BVI News

COMMENTARY: BVIslanders not entitled or lazy

By Dickson Igwe, Contributor

The Virgin Islands economy composed of the financial services industry, ecotourism and maritime, and the domestic market economy is the core tool for the empowerment of Virgin Islanders and citizens.

The economy works in partnership with local and foreign investors for the mutual benefit of Virgin Islanders, citizens, and residents.

The economy cannot become a means by which specific interests disenfranchise and dis- empower citizens.

There are signs that this may be happening. OK. Post Irma, Virgin Islanders and Virgin Islands citizens appear to have come under the onslaught of aspersions and innuendo from specific quarters that are not only inaccurate, but apparently designed to disembowel the local culture and way of life.

At a vulnerable time for citizens, negative rhetoric by specific interests has become the order of the day.

Now, this Old Boy is basically an empiricist.

He worships at the altar of God and Jesus Christ of course but he also vibrates with excitement at rational thought, reason, and logic.

The preceding have been virtues completely lacking since Irma and Maria devastated the territory’s economy in September 2017.

Entitled and lazy

Ok. Some prominent citizens have made allusions that Virgin Islands youth are ‘entitled and lazy’.

Not only are these assertions completely inaccurate, they are an insult to the local culture and traditional way of life.

To bring context to this story, it has to be stated that the Virgin Islands has always been essential, economically, socially, and racially segregated.

Rich go to rich schools. Whites go to white schools. The rest go to public schools.

Various communities within the greater community tend to socialize and exist separately. And so on and so forth.

Entitlement exists in all societies

Any concept of entitlement is not a unique feature of any one social group. Entitlement exists yes: it exists in all the various ethnic sets.

To say it is specific to any one social group is a completely flawed assertion. Social segregation is a feature of the community that has been swept under the carpet.

It is one reason specific crimes are difficult to solve. Segregation is a hangover from the days of slavery, plantation, and colonialism.

Heaven knows why it is a silent matter. It is a ‘no go area’ for social commentary. But it is a feature of VI community that is glaringly obvious to any observer of British Virgin Islands society.

Like segregation everywhere, it is subtle. It is also innocuous. Segregation is a universal evil.

However, in a micro-community, it becomes especially overt and malevolent. Social separation is an ever-present subculture of these Paradise islands.


And it is very damaging to all: ruler and ruled; white and black; wealthy and poor. Social Segregation will never produce a safe, cohesive, and harmonious, culture and society, for these Virgin Islands.

Social integration is the one option for harmony. However, integration is accepting the native culture as the dominant Modus Vivendi by all residents and guests.

There are economic factors in the social segregation of Virgin Islands society. The society is top down, and practices an austere type of economics, even though government is the largest employer.

That divergence in the economy has to do with geography, history, and social demographics.

However, the preceding sociology is acceptable to this Old Boy, and he has never made it an issue.

### SOURCE DATA
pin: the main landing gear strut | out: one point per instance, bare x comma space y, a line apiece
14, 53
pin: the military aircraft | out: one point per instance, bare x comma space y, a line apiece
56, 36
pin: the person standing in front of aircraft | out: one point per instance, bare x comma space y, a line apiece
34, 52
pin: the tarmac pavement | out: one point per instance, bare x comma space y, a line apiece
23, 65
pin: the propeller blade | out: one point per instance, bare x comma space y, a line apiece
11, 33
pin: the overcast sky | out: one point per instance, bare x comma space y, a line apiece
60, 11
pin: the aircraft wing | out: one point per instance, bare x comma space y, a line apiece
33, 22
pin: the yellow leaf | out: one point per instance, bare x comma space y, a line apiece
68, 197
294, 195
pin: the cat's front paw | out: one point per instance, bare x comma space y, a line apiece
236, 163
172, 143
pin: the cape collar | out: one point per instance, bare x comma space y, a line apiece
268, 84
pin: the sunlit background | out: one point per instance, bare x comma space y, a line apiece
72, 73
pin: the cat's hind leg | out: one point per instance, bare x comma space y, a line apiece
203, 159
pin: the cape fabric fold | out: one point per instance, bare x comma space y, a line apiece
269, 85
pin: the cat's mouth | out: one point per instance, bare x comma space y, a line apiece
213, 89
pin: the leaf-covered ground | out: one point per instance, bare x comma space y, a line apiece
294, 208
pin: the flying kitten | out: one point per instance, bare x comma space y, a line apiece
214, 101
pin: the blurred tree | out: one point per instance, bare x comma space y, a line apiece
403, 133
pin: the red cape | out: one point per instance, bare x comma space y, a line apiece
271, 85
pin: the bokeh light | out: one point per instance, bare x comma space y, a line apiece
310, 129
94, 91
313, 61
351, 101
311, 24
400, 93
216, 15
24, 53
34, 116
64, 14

--

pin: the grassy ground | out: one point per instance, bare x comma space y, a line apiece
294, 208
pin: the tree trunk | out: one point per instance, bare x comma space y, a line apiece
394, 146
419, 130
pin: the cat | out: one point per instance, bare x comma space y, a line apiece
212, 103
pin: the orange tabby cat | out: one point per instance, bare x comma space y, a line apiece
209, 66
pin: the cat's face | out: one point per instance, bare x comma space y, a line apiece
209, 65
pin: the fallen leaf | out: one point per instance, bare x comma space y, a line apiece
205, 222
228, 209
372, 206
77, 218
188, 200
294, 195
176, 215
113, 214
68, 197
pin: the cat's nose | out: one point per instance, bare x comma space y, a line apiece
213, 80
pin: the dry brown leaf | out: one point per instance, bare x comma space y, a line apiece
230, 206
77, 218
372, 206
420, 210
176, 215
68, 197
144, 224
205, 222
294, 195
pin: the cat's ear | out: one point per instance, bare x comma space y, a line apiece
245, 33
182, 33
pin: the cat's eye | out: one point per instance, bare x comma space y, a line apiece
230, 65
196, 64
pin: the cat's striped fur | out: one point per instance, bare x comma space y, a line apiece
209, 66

### YOUR TASKS
- A) In the commentary, when did Irma and Maria devastate the territory's economy?
- B) Using the commentary, explain why it calls the claim that entitlement belongs to one social group a flawed assertion.

### EXERCISE SOLUTIONS
- A) September 2017.

- B) The commentary says entitlement is not unique to any one social group. It exists in all the various ethnic sets, so tying it to a single group is wrong.